* EXERCISE DIRECTIONS
Please count the lines in the records below that contain the string "fender" and reply with that number alone.

* RECORDS
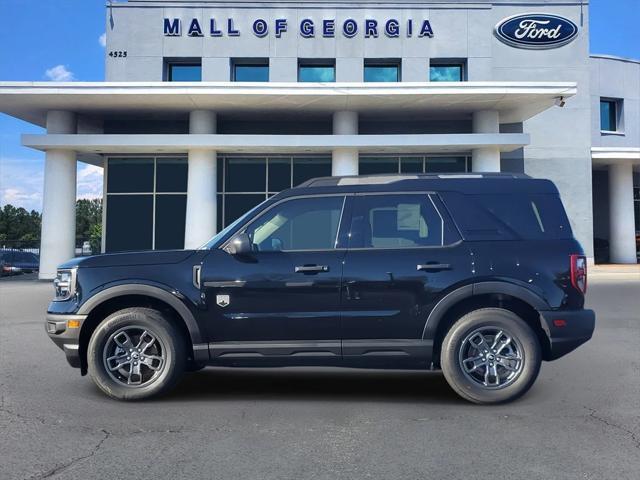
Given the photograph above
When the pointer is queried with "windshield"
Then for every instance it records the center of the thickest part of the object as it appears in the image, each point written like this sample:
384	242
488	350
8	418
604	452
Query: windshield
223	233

* * *

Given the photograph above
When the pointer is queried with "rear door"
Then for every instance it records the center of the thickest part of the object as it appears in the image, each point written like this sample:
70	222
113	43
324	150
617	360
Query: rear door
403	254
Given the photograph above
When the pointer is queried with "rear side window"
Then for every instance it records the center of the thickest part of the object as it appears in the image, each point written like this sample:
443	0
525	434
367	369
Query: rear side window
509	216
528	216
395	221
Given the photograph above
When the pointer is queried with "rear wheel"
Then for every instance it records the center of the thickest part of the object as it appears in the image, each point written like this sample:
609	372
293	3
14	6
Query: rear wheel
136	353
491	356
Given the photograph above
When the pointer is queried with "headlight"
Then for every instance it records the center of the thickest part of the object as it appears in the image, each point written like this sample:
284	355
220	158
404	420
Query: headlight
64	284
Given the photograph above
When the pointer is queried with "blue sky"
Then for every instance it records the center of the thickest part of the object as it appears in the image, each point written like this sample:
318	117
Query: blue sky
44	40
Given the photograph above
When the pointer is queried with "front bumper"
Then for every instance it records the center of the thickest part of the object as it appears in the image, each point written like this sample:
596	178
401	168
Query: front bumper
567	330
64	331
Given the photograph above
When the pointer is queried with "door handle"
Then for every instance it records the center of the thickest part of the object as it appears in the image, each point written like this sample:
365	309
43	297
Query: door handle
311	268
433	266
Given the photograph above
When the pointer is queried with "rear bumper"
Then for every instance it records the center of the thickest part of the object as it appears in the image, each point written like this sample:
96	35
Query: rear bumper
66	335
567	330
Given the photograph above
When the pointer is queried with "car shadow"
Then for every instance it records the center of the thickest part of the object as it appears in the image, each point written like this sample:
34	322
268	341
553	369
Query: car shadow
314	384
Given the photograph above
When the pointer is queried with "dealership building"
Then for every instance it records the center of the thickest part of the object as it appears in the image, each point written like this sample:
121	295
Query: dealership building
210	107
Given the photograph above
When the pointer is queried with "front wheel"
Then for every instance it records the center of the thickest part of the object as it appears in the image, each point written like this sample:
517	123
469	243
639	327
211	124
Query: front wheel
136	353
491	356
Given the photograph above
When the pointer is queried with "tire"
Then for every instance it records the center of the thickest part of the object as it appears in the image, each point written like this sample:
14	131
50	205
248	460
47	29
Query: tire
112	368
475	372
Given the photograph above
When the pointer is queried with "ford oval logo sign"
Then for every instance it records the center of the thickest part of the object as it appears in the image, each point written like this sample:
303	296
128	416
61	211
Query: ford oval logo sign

==

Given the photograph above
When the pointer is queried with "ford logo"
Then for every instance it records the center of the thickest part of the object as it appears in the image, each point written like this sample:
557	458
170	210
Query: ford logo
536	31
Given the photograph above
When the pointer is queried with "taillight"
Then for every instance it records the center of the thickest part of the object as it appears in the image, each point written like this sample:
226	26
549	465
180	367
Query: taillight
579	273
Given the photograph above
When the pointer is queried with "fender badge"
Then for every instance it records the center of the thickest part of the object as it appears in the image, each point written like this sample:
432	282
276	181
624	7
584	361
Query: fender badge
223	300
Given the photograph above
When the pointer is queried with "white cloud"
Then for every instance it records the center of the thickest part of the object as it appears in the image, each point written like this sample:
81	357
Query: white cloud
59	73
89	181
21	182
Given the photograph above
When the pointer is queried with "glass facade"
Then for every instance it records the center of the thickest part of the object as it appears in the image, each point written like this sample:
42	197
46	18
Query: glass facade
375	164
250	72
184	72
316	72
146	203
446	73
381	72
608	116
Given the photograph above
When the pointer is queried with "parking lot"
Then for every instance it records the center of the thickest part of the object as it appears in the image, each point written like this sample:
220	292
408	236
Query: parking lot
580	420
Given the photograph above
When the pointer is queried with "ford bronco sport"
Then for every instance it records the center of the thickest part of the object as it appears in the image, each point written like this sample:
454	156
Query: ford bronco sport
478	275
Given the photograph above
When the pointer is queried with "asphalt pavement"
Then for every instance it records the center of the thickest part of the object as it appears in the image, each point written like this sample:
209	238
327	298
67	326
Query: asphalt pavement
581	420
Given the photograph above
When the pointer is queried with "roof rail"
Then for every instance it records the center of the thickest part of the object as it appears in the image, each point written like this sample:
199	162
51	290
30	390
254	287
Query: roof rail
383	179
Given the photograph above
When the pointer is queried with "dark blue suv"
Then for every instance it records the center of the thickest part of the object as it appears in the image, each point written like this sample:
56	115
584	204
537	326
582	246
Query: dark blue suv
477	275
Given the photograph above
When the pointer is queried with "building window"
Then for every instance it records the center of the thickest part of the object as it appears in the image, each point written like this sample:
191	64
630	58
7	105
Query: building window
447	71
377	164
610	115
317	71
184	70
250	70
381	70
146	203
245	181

* RESULT OF THIS TASK
2